▶ _Exercise description_: Reproduce every one of the following rows verbatim, in the order given.
--- START Extracted records ---
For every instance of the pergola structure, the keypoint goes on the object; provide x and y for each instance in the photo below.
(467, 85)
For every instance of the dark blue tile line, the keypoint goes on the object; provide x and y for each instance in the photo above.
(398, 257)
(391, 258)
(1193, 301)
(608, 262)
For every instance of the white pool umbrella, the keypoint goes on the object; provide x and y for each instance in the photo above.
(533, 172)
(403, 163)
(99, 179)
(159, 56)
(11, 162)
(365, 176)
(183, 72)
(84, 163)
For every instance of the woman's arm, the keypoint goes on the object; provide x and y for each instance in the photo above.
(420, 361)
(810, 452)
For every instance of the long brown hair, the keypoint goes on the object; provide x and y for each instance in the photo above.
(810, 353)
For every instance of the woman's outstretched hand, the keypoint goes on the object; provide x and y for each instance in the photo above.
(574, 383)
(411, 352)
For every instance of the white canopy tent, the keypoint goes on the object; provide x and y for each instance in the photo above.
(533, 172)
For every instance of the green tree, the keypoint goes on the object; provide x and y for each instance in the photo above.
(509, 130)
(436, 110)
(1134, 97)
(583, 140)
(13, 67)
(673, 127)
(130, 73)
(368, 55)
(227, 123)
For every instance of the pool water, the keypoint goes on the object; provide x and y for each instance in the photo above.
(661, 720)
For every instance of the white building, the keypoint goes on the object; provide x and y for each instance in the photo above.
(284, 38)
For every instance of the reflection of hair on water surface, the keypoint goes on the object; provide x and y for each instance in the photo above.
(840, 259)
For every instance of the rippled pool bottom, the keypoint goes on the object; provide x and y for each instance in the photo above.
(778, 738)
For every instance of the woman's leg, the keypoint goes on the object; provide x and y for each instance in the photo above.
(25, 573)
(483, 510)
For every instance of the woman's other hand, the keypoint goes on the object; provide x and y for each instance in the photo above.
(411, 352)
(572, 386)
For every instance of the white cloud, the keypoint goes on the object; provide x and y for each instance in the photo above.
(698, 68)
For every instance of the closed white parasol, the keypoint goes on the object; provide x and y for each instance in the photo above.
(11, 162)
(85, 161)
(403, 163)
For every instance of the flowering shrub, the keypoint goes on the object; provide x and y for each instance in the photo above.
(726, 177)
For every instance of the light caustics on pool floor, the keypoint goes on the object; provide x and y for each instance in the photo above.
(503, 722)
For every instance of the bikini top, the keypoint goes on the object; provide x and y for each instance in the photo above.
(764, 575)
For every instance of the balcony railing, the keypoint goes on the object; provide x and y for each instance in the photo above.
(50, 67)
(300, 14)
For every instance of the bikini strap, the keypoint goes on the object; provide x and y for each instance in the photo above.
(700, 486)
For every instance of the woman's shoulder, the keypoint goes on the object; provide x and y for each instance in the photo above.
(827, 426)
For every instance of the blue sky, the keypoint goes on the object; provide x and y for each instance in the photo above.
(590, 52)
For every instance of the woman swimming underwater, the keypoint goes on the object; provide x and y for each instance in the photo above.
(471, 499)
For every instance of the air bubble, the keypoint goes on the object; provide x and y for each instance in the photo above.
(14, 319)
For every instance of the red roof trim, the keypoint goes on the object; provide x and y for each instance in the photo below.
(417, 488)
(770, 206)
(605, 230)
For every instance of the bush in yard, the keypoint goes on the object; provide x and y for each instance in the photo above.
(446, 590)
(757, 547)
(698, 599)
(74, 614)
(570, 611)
--- END Extracted records ---
▶ _Response to this exercise_:
For every instance of the pergola structure, the keypoint goes on the object; provide x and y for each instance in the photo below.
(467, 85)
For every instance of the dark blue tile line, the keypoint goes on the object; provide x and y for each instance in the photo above.
(398, 257)
(391, 258)
(1193, 301)
(608, 262)
For every instance of the white pool umbrella, the keypoint goes on the object; provide x and y for each instance in the photo above.
(533, 172)
(403, 163)
(99, 179)
(159, 56)
(11, 162)
(365, 176)
(183, 72)
(84, 163)
For every instance of the woman's arm, the keypoint goes on the object; provide x and y for each instance in the photo above.
(420, 361)
(810, 452)
For every instance of the long brown hair, the keypoint goes on the object; provide x and y for each instance in the photo above.
(810, 353)
For every instance of the woman's outstretched hand, the keypoint goes on the object; provide x and y for each instance in the photo above.
(574, 383)
(411, 352)
For every instance of the white canopy tent, the keypoint goes on the object; provide x and y for each instance in the photo above.
(533, 172)
For every instance of the green tree, the keypoint goes on the object; provide x and y for each instance in the photo above.
(509, 130)
(436, 110)
(1134, 97)
(583, 140)
(13, 67)
(673, 127)
(130, 73)
(368, 55)
(227, 123)
For every instance of the pool water, the keypoint goes on the object; provide x and y for each instance in the photo above.
(661, 720)
For every instance of the white building, the keypoint goes on the object; provide x and y for each instance in the photo above.
(284, 38)
For every instance of the reflection of hair on water surface, the keypoint goes on the object; provide x and y for each instance in the photo above.
(840, 259)
For every instance of the rippled pool bottom, the keypoint goes on the object; provide x and y for each instance in the photo above.
(778, 738)
For every instance of the woman's leg, the keypoint goes on the object; provide x and y for each instance in the photo above.
(25, 573)
(483, 510)
For every instance of the woman's other hand, the keypoint goes on the object; provide x and y for each instance in the photo above.
(411, 352)
(572, 386)
For every instance of the white cloud, the keypoint goes on the object; provide x and y for each instance in the photo above.
(698, 68)
For every instance of the closed white parasol, the keypoint goes on the object; provide x and y for each instance in the photo above.
(11, 162)
(85, 161)
(403, 163)
For every instance of the flowering shrub, the keypoint goes on the object; provide x and y for each instance in the photo above.
(726, 177)
For every instance of the light caustics on pool floor, the keypoint goes on the object; provide x and y for each instance in the photo above.
(503, 722)
For every instance of the bikini top, the keypoint goes on the object; provide x and y for each instance in the photo above.
(764, 575)
For every instance of the balcony railing, the keypoint goes on the object; provide x and y for each instance in the photo above.
(50, 67)
(300, 14)
For every instance of the bikini strap, the keypoint goes on the object; provide x and y for each instance in the photo above.
(700, 486)
For every instance of the woman's shoulder, the keypoint goes on the object; provide x and y for each instance in the photo above.
(827, 426)
For every instance of the blue sky, the keypoint goes on the object; provide x and y for each instance in the photo above.
(590, 52)
For every instance of the woman swimming underwater, the keypoint goes on the object; provide x and y for each instance in the photo above.
(471, 499)
For every instance of the air bubble, the keypoint goes on the object; provide x and y for each instance in the photo above.
(14, 319)
For every instance of the red roof trim, the keypoint goes on the object; provide x and y for each instance in the photo below.
(417, 488)
(770, 206)
(605, 230)
For every instance of the bush in yard, the keypoint goes on the object; provide x and y for each instance in the photo above.
(446, 590)
(757, 547)
(698, 599)
(74, 614)
(570, 611)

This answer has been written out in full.